> _Work to complete_:
Copy every item below word for word, leaving out the pictures.

> _Record list_:

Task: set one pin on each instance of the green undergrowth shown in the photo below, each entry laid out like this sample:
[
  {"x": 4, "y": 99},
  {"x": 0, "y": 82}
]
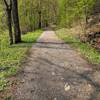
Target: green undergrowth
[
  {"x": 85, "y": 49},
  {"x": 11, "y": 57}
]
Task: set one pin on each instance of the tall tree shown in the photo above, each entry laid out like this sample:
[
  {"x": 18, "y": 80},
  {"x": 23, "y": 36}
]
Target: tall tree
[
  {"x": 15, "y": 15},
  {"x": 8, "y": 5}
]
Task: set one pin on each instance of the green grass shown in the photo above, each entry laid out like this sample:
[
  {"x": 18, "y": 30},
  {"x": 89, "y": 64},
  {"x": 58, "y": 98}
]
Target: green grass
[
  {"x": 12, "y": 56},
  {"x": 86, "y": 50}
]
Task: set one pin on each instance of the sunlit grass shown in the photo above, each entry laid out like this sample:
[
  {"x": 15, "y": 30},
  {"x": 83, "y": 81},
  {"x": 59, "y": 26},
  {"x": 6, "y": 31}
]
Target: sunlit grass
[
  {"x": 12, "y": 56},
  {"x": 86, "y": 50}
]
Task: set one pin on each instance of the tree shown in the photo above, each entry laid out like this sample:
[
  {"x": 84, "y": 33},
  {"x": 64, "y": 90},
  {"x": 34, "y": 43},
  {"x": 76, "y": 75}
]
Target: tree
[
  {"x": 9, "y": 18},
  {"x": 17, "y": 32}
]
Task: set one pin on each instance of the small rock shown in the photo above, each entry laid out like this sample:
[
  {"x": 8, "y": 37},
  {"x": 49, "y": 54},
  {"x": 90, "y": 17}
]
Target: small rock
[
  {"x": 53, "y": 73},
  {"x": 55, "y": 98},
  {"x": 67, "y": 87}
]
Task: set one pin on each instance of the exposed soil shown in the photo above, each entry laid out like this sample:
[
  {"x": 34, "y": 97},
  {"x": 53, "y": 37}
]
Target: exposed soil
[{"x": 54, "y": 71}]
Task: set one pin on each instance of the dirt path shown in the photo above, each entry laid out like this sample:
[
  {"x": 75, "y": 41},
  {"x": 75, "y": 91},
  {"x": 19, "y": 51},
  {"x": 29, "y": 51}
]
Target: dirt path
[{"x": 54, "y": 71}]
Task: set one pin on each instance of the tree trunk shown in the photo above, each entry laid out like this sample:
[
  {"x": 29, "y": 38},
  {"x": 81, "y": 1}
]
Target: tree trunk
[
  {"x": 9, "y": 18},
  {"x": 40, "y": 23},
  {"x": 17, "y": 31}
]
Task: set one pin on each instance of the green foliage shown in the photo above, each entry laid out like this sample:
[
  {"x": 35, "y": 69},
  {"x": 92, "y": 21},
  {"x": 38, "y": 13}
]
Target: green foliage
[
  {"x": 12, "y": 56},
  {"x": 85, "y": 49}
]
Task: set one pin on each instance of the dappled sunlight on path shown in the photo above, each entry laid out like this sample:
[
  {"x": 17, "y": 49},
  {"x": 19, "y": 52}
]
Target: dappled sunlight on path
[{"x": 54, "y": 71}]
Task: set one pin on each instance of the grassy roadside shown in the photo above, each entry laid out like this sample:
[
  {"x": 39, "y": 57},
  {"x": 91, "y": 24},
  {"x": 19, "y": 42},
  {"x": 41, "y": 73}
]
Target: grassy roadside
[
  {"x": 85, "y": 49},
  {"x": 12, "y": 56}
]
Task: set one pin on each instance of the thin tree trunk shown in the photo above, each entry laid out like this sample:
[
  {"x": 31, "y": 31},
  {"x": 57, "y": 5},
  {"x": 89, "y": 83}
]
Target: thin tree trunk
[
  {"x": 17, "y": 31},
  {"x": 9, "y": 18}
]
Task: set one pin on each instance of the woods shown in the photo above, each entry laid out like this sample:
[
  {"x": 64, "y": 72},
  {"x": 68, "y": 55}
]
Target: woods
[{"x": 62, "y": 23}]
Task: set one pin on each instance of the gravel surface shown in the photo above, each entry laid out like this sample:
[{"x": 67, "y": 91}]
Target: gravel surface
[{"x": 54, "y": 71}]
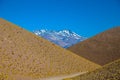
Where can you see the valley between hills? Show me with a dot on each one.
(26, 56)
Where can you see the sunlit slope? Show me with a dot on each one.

> _Solved exercise_:
Task: set one pin on each instance of the green undergrowth shown in the photo below, each entry laid out like this sample:
[
  {"x": 4, "y": 99},
  {"x": 0, "y": 82}
]
Target: green undergrowth
[
  {"x": 85, "y": 49},
  {"x": 11, "y": 57}
]
Task: set one pin on each instance of the tall tree shown in the photo above, each entry laid out like this sample:
[
  {"x": 18, "y": 80},
  {"x": 23, "y": 36}
]
Target: tall tree
[
  {"x": 15, "y": 15},
  {"x": 8, "y": 5}
]
Task: set one pin on each instance of the green grass shown in the photo above, each entry laid out like this sample:
[
  {"x": 18, "y": 30},
  {"x": 89, "y": 64},
  {"x": 58, "y": 98}
]
Target: green grass
[
  {"x": 12, "y": 56},
  {"x": 86, "y": 50}
]
Task: set one pin on each instance of the sunlit grass shown in the photo above, each entry laid out like this sample:
[
  {"x": 15, "y": 30},
  {"x": 83, "y": 81},
  {"x": 59, "y": 26},
  {"x": 6, "y": 31}
]
Target: sunlit grass
[
  {"x": 12, "y": 56},
  {"x": 86, "y": 50}
]
Task: set one pin on each instance of the tree shown in the photo above, each entry laid out like this sample:
[
  {"x": 84, "y": 33},
  {"x": 64, "y": 90},
  {"x": 34, "y": 43},
  {"x": 76, "y": 75}
]
Target: tree
[
  {"x": 9, "y": 18},
  {"x": 17, "y": 32}
]
Task: set one pin on each instance of the small rock shown in the photo above, each entry laid out like this sample:
[
  {"x": 8, "y": 37},
  {"x": 49, "y": 54},
  {"x": 90, "y": 17}
]
Target: small rock
[
  {"x": 53, "y": 73},
  {"x": 55, "y": 98},
  {"x": 67, "y": 87}
]
Task: set one pin on each instance of the exposed soil shown in the photo above, each entry laid out like this sample:
[
  {"x": 34, "y": 97},
  {"x": 53, "y": 37}
]
Target: exposed soil
[{"x": 54, "y": 71}]
Task: set one pin on each instance of the dirt path shown in the photo above, each entry laid out like this sample:
[
  {"x": 75, "y": 41},
  {"x": 75, "y": 91},
  {"x": 19, "y": 51},
  {"x": 29, "y": 51}
]
Target: dirt path
[{"x": 54, "y": 71}]
Task: set one pin on each instance of the tree trunk shown in the photo above, each entry laid out like this sample:
[
  {"x": 29, "y": 38},
  {"x": 81, "y": 1}
]
Target: tree trunk
[
  {"x": 9, "y": 18},
  {"x": 40, "y": 23},
  {"x": 17, "y": 31}
]
Task: set one pin on each instance of the green foliage shown in the photo above, each entry laid out like this sample:
[
  {"x": 35, "y": 69},
  {"x": 92, "y": 21},
  {"x": 38, "y": 13}
]
Target: green foliage
[
  {"x": 12, "y": 56},
  {"x": 85, "y": 49}
]
Task: set one pin on each instance of the dappled sunlight on path shown in the photo above, each entry laid out like this sample:
[
  {"x": 17, "y": 49},
  {"x": 19, "y": 52}
]
Target: dappled sunlight on path
[{"x": 54, "y": 71}]
Task: set one pin on each instance of the grassy roadside shown in the photo above, each entry laid out like this sample:
[
  {"x": 39, "y": 57},
  {"x": 91, "y": 24},
  {"x": 19, "y": 42},
  {"x": 41, "y": 73}
]
Target: grassy roadside
[
  {"x": 85, "y": 49},
  {"x": 12, "y": 56}
]
Task: set one pin on each instance of the thin tree trunk shown in the photo above, each entry laid out like this sample:
[
  {"x": 31, "y": 31},
  {"x": 57, "y": 5},
  {"x": 89, "y": 83}
]
Target: thin tree trunk
[
  {"x": 17, "y": 31},
  {"x": 9, "y": 18}
]
Task: set one pin on each instance of the woods shown in the photo above, each entry laid out like this sample:
[
  {"x": 64, "y": 72},
  {"x": 68, "y": 55}
]
Target: woods
[{"x": 62, "y": 23}]
Task: set one pin on each instance of the gravel surface shown in the photo above, each entry laid out like this sample:
[{"x": 67, "y": 91}]
Target: gravel surface
[{"x": 54, "y": 71}]
Where can you see the valley between hills? Show me with a dot on each one.
(26, 56)
Where can you see the sunlit slope? Show me with a dot on each one.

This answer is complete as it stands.